» EXERCISE PROMPT
Transcribe all the data, leaving each word as it is.

» EXCERPTED DATA
+ + +
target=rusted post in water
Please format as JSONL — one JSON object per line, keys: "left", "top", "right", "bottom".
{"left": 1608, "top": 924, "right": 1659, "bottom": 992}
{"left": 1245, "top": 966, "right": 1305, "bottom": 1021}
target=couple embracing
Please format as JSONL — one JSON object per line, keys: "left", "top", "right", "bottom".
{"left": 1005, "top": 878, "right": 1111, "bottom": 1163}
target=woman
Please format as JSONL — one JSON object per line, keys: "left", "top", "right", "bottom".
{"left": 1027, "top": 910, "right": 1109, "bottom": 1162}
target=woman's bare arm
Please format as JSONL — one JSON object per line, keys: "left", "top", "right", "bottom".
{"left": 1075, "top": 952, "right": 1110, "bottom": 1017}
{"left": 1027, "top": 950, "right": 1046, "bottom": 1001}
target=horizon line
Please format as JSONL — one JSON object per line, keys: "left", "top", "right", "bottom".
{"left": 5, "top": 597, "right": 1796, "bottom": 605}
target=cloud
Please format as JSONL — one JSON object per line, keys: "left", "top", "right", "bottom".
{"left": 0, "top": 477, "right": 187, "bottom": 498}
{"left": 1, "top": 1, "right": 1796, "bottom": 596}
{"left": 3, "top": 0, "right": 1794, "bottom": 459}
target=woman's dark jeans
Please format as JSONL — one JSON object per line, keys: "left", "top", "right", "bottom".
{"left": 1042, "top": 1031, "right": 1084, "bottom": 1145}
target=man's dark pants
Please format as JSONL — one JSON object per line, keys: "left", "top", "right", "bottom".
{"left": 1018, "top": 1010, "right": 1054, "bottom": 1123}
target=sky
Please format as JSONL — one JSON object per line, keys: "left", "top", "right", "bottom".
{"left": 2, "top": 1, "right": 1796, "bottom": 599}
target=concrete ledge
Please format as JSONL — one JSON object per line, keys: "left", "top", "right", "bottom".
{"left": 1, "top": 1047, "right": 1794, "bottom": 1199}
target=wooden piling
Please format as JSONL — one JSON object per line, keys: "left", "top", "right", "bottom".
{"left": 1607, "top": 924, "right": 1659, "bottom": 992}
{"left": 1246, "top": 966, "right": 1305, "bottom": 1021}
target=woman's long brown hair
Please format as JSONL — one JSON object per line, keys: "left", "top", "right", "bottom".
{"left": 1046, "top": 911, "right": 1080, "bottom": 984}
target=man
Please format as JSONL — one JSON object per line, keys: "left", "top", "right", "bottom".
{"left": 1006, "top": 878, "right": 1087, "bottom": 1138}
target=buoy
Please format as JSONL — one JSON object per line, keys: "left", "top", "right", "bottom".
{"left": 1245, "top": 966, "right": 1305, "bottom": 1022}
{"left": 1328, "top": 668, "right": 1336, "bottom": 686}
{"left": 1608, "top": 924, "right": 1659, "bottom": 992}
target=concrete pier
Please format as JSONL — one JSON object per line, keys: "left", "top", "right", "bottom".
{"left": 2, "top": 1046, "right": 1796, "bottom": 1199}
+ + +
» WORKED SOLUTION
target=rusted post in water
Please format as JSONL — one JSON object per line, keys: "left", "top", "right", "bottom".
{"left": 1608, "top": 924, "right": 1659, "bottom": 992}
{"left": 1245, "top": 966, "right": 1305, "bottom": 1021}
target=couple embracing
Please format as JSONL — one JSON object per line, keys: "left", "top", "right", "bottom".
{"left": 1005, "top": 878, "right": 1111, "bottom": 1163}
target=woman
Please format as JSONL — one JSON object per line, keys: "left", "top", "right", "bottom".
{"left": 1027, "top": 910, "right": 1109, "bottom": 1162}
target=woman's bare arm
Please format as JSONL — one JSON object per line, keys: "left", "top", "right", "bottom".
{"left": 1075, "top": 952, "right": 1110, "bottom": 1017}
{"left": 1027, "top": 950, "right": 1046, "bottom": 1001}
target=horizon line
Please format as JSONL — one JSON object per line, keys: "left", "top", "right", "bottom".
{"left": 5, "top": 597, "right": 1796, "bottom": 605}
target=cloud
Please format as JSONL — one JSON object per line, keys: "left", "top", "right", "bottom".
{"left": 0, "top": 477, "right": 187, "bottom": 498}
{"left": 1, "top": 1, "right": 1796, "bottom": 596}
{"left": 3, "top": 0, "right": 1794, "bottom": 459}
target=woman's dark jeans
Please format as JSONL — one JSON object per line, keys: "left", "top", "right", "bottom".
{"left": 1042, "top": 1031, "right": 1084, "bottom": 1145}
target=man's dark pants
Please format as JSONL — one JSON object per line, keys: "left", "top", "right", "bottom".
{"left": 1018, "top": 1010, "right": 1054, "bottom": 1123}
target=sky
Please format as JSONL — one JSON object per line, keys: "left", "top", "right", "bottom".
{"left": 2, "top": 1, "right": 1796, "bottom": 599}
target=concrete ledge
Please format as JSONL — one JSON object per line, keys: "left", "top", "right", "bottom".
{"left": 1, "top": 1047, "right": 1794, "bottom": 1199}
target=wooden piling
Please format as JSONL — one JSON object per line, keys: "left", "top", "right", "bottom".
{"left": 1607, "top": 924, "right": 1659, "bottom": 992}
{"left": 1246, "top": 966, "right": 1305, "bottom": 1021}
target=woman's long brown hair
Please format as JSONL — one JSON object per line, keys: "left", "top", "right", "bottom".
{"left": 1046, "top": 911, "right": 1080, "bottom": 984}
target=man
Please format as JSONL — one JSON object per line, keys: "left", "top", "right", "bottom".
{"left": 1006, "top": 878, "right": 1087, "bottom": 1138}
target=buoy
Please format as JSONL — one JSON object per line, keys: "left", "top", "right", "bottom".
{"left": 1245, "top": 966, "right": 1305, "bottom": 1022}
{"left": 1328, "top": 668, "right": 1336, "bottom": 686}
{"left": 1608, "top": 924, "right": 1659, "bottom": 992}
target=concrete pier
Please format as JSONL — one JSON object per line, keys: "left", "top", "right", "bottom".
{"left": 2, "top": 1046, "right": 1796, "bottom": 1199}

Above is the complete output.